String#encode raises different errors on 1.7.8 than on 1.7.4 (and both are different from MRI) #1254

Closed
myronmarston opened this Issue Nov 22, 2013 · 7 comments

3 participants

@myronmarston

Given encoding_test.rb:

# encoding: utf-8

string = "\xAE".force_encoding("ASCII-8BIT")
string.encode("UTF-8")

MRI 1.9.2, 1.9.3 and 2.0.0 consistently raise Encoding::UndefinedConversionError

$ chruby 1.9.2
$ ruby -v
ruby 1.9.2p320 (2012-04-20 revision 35421) [x86_64-darwin12.4.0]
$ ruby encoding_test.rb
encoding_test.rb:4:in `encode': "\xAE" from ASCII-8BIT to UTF-8 (Encoding::UndefinedConversionError)
     from encoding_test.rb:4:in `<main>'

$ chruby 1.9.3
$ ruby -v
ruby 1.9.3p448 (2013-06-27 revision 41675) [x86_64-darwin12.4.0]
$ ruby encoding_test.rb
encoding_test.rb:4:in `encode': "\xAE" from ASCII-8BIT to UTF-8 (Encoding::UndefinedConversionError)
    from encoding_test.rb:4:in `<main>'

$ chruby 2.0
$ ruby -v
ruby 2.0.0p247 (2013-06-27 revision 41674) [x86_64-darwin12.4.0]
$ ruby encoding_test.rb
encoding_test.rb:4:in `encode': "\xAE" from ASCII-8BIT to UTF-8 (Encoding::UndefinedConversionError)
    from encoding_test.rb:4:in `<main>'

JRuby 1.7.4 raises Encoding::ConverterNotFoundError:

$ chruby jruby-1.7.4
$ ruby -v
jruby 1.7.4 (1.9.3p392) 2013-05-16 2390d3b on Java HotSpot(TM) 64-Bit Server VM 1.6.0_65-b14-462-11M4609 [darwin-x86_64]
$ ruby encoding_test.rb
Encoding::ConverterNotFoundError: code converter not found (ASCII-8BIT to UTF-8)

• [Task requirements]:
1. Rewrite the line in the issue report beginning "MRI 1.9.2, 1.9.3 and 2.0.0" as a short bulleted list, one version per bullet.
2. According to the issue report, which error does JRuby 1.7.4 raise when running encoding_test.rb?
3. Summarize the issue report in two sentences.

• [Excerpts of pointing data]:
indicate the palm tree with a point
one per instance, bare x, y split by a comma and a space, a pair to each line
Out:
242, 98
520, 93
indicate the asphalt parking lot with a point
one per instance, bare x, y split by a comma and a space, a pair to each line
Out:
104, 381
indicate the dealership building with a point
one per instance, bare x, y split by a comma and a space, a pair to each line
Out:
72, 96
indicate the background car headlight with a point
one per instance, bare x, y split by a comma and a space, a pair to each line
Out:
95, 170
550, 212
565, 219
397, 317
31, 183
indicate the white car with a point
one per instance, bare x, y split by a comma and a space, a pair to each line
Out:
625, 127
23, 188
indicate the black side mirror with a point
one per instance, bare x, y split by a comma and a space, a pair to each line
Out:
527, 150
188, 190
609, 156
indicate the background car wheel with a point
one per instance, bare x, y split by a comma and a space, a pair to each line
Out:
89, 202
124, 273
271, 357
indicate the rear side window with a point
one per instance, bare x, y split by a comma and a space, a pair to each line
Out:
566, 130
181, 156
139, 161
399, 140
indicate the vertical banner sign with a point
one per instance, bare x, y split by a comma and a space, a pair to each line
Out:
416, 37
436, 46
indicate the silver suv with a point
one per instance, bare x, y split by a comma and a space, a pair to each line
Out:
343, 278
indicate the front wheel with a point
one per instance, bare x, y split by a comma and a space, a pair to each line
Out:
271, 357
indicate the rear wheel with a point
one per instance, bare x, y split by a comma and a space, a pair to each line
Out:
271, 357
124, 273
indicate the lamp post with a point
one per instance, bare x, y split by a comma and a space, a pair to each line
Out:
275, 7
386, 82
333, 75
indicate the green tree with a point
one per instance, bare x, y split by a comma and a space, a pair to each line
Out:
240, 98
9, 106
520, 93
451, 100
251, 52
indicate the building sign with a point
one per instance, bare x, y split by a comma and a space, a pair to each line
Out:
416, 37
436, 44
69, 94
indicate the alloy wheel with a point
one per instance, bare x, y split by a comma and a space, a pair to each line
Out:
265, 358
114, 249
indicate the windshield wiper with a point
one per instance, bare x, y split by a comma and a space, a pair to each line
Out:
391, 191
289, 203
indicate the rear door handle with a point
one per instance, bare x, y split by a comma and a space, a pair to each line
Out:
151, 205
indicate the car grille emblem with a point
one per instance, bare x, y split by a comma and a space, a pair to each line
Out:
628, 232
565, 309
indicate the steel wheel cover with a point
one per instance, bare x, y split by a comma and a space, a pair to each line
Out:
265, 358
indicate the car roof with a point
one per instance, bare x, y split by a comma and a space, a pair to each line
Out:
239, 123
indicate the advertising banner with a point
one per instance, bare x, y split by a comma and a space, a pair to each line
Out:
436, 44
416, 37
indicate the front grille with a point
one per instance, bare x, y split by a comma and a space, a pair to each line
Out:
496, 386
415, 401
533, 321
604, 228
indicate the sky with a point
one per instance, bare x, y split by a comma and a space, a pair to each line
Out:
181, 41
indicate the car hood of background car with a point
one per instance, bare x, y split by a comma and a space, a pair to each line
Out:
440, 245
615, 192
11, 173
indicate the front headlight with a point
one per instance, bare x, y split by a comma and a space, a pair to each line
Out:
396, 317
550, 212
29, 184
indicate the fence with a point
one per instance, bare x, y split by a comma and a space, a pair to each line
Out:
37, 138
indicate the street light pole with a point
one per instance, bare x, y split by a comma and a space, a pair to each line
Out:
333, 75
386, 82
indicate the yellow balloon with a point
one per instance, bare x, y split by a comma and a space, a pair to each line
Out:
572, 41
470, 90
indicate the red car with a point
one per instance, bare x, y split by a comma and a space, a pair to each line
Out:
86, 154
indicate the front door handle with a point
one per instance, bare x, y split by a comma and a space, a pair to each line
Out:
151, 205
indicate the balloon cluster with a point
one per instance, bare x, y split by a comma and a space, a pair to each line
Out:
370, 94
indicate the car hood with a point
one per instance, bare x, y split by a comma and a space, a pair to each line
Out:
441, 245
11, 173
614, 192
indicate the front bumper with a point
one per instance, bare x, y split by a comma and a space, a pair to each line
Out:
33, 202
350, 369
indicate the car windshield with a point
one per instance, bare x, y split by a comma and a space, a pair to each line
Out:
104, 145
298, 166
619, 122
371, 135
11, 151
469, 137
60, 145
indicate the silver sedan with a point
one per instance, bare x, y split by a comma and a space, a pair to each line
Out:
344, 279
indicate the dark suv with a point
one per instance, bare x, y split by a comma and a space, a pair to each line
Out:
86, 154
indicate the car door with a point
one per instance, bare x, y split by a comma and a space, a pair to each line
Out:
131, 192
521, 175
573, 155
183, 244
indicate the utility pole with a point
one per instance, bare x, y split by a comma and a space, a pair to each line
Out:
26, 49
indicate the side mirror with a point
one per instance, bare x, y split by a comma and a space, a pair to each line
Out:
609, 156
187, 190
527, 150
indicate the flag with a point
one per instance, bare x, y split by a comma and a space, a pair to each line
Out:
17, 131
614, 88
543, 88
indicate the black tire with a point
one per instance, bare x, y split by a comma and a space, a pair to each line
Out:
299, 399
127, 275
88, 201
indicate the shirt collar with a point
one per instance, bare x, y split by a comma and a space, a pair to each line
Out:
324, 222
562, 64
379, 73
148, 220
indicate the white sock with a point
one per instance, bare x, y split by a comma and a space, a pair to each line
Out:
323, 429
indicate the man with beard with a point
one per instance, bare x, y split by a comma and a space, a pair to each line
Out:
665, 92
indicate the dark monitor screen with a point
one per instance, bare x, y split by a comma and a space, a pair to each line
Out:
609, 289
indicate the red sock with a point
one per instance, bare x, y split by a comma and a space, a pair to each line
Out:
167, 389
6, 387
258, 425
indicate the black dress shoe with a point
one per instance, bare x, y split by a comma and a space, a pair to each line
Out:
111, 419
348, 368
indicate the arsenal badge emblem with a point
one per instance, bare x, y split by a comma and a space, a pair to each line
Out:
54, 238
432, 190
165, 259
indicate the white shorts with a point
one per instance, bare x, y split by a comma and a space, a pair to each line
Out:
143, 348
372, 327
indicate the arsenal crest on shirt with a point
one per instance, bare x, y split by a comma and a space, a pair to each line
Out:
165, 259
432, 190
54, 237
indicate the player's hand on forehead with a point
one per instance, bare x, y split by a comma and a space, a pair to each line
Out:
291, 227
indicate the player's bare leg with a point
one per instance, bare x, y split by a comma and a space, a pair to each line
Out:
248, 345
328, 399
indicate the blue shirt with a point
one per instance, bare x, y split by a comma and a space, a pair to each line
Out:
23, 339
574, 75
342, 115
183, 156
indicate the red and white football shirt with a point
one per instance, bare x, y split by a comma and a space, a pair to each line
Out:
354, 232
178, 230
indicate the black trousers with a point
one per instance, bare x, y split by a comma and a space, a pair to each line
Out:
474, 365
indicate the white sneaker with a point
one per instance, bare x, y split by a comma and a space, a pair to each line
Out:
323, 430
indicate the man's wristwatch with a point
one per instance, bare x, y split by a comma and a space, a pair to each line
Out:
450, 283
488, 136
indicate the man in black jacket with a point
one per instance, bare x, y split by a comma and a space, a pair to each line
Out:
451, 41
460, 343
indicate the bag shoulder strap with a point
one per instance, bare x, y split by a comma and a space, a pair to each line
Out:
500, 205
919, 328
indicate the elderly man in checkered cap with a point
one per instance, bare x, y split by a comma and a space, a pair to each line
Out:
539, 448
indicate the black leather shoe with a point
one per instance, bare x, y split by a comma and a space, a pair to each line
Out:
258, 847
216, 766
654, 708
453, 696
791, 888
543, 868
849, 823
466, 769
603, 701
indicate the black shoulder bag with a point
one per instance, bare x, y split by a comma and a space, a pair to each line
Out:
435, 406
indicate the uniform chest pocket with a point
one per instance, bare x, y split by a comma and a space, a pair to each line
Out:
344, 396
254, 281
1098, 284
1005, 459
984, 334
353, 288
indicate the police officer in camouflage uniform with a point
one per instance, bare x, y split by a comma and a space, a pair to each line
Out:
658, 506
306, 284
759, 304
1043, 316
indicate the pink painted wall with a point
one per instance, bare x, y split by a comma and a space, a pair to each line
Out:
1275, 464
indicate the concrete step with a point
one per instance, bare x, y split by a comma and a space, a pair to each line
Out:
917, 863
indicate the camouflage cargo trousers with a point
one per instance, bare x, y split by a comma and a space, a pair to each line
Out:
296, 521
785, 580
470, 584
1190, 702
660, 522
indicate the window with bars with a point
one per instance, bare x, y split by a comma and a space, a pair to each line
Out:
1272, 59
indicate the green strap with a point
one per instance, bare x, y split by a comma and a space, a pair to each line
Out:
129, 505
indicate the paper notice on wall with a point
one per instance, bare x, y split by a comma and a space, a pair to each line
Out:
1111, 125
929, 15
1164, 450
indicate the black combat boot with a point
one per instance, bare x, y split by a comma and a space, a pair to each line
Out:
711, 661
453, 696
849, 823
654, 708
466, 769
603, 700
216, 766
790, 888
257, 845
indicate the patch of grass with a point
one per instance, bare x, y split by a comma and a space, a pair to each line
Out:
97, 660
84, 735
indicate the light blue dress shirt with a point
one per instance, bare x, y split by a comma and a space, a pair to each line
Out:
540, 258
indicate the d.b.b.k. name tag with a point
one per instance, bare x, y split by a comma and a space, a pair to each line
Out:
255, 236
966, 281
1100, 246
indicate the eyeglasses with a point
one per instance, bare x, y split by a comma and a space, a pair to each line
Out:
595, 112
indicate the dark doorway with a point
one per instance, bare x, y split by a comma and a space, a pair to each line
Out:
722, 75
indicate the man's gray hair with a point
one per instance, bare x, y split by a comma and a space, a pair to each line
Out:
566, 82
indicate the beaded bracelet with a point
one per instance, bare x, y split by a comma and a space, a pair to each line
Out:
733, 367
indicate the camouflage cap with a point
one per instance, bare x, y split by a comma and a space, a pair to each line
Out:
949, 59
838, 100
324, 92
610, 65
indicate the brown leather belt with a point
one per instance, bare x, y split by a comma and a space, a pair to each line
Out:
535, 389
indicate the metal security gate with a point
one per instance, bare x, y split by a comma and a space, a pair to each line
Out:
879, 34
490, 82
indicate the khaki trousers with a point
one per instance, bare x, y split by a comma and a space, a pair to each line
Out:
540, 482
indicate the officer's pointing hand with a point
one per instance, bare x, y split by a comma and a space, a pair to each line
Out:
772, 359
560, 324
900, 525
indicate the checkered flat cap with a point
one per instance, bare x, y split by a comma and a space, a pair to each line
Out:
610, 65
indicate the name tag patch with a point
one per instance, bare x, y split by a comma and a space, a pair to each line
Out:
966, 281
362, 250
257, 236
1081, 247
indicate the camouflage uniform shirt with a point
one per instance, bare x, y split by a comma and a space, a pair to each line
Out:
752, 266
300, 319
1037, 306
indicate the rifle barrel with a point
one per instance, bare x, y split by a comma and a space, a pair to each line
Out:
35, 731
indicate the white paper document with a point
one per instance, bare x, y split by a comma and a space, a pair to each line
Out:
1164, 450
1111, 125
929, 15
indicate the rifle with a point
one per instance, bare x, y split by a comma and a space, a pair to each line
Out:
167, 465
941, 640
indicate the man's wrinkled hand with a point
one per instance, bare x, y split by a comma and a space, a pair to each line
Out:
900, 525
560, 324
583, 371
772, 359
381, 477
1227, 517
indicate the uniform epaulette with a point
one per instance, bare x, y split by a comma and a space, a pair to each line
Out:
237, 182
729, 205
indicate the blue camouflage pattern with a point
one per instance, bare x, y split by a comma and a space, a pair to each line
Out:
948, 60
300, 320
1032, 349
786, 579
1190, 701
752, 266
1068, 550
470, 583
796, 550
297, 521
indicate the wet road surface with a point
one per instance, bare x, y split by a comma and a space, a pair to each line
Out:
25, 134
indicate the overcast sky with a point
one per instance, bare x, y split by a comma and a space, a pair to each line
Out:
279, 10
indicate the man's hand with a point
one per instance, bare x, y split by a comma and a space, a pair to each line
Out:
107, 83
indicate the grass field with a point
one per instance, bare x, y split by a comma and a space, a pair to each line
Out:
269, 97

• [Answers for the tasks]:
1.
- MRI 1.9.2 raises Encoding::UndefinedConversionError
- MRI 1.9.3 raises Encoding::UndefinedConversionError
- MRI 2.0.0 raises Encoding::UndefinedConversionError

2. Encoding::ConverterNotFoundError, with the message "code converter not found (ASCII-8BIT to UTF-8)."

3. The issue reports that String#encode raises different errors on JRuby 1.7.8 than on 1.7.4, and that both differ from MRI, using a script that forces "\xAE" to ASCII-8BIT and encodes it to UTF-8. MRI 1.9.2, 1.9.3 and 2.0.0 consistently raise Encoding::UndefinedConversionError, while JRuby 1.7.4 raises Encoding::ConverterNotFoundError.